A linguagem e o Mito são parentes próximos, pois ambos buscam apreender, compreender e representar o mundo real. Mas, podemos defini-lo como sendo uma narrativa simbólica que se relaciona a uma dada cultura, explicando a realidade, os fenômenos naturais, as origens do mundo e do homem através de narrativas. O interessante é que tanto a Filosofia quanto a Literatura nascem do Mito, tendo a primeira deixado de lado o caráter narrativo em nome de uma pretensa objetividade discursiva, enquanto a segunda manteve-se fiel a sua matriz narrativa. Mas, ambos voltam, com frequência, a se entrelaçar.

Dentro da grande quantidade de mitos da cultura grega, um dos mais interessantes é o Mito de Orfeu. Na mitologia grega, Orfeu era poeta (tanto que o nome atribuído ao gênero lírico na Literatura remete a sua lira) e médico, filho da musa Calíope (musa da poesia épica) e de Apolo ou Eagro, rei da Trácia. Ele foi um dos integrantes dos Argonautas, que liderados por Jasão e contando com a ajuda de Hércules, viajaram em busca do Velocíno de Ouro. O que se destaca no Mito de Orfeu é o seu amor por Eurídice, que após ser picada por uma serpente falece, deixando seu amado desconsolado. Orfeu ficou transtornado de tristeza. Levando sua lira, foi até o Mundo dos Mortos, para tentar trazer Eurídice de volta.

* _Itens listados_
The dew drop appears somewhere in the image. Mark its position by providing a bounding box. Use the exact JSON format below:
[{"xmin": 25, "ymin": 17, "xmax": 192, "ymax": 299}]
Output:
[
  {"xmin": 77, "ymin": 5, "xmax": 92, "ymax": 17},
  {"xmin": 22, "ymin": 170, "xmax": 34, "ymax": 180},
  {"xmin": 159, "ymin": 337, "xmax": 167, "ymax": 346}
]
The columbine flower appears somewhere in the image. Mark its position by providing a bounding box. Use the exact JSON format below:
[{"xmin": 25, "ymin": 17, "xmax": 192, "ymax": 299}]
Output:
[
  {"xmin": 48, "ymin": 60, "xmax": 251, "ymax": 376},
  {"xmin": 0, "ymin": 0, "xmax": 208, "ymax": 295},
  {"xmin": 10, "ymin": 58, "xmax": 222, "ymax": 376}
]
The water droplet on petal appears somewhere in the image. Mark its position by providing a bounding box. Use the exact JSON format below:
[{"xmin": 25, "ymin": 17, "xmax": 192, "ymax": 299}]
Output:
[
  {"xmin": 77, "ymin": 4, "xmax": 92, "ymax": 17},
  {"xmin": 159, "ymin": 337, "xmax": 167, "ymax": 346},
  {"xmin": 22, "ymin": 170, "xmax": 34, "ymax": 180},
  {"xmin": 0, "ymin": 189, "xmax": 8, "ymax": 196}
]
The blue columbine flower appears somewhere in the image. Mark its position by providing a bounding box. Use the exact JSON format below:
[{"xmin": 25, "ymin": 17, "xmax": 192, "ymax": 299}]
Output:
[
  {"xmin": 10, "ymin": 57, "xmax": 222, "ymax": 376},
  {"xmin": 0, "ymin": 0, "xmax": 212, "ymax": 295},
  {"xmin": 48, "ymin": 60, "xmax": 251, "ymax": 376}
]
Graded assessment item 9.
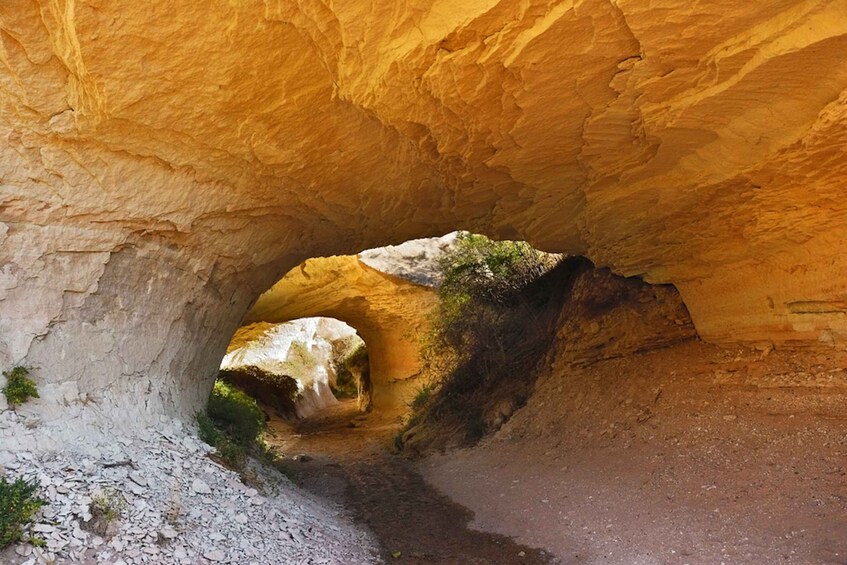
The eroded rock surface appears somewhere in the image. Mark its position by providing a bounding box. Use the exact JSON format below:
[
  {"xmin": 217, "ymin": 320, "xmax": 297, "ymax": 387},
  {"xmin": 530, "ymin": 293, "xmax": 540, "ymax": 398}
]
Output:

* _Perguntas a responder_
**A)** Segundo o texto sobre o Mito de Orfeu, o que aconteceu com Eurídice?
**B)** Escreva a continuação do texto sobre o Mito de Orfeu, começando depois da última frase apresentada.

* _Respostas por tarefa_
**A)** Ela foi picada por uma serpente e faleceu.

**B)**
A canção pungente e emocionada de sua lira convenceu o barqueiro Caronte a levá-lo vivo pelo rio Estige. A canção da lira adormeceu Cérbero, o cão de três cabeças que vigiava os portões. Finalmente Orfeu chegou ao trono de Hades. O rei dos mortos ficou irritado ao ver que um vivo tinha entrado em seu domínio, mas a agonia na música de Orfeu o comoveu, chorou lágrimas de ferro. Sua esposa, Perséfone, implorou-lhe que atendesse ao pedido. Assim, Hades atendeu seu desejo: Eurídice poderia voltar com Orfeu ao mundo dos vivos. Mas com uma única condição: que ele não olhasse para Eurídice até que ela, outra vez, estivesse à luz do sol.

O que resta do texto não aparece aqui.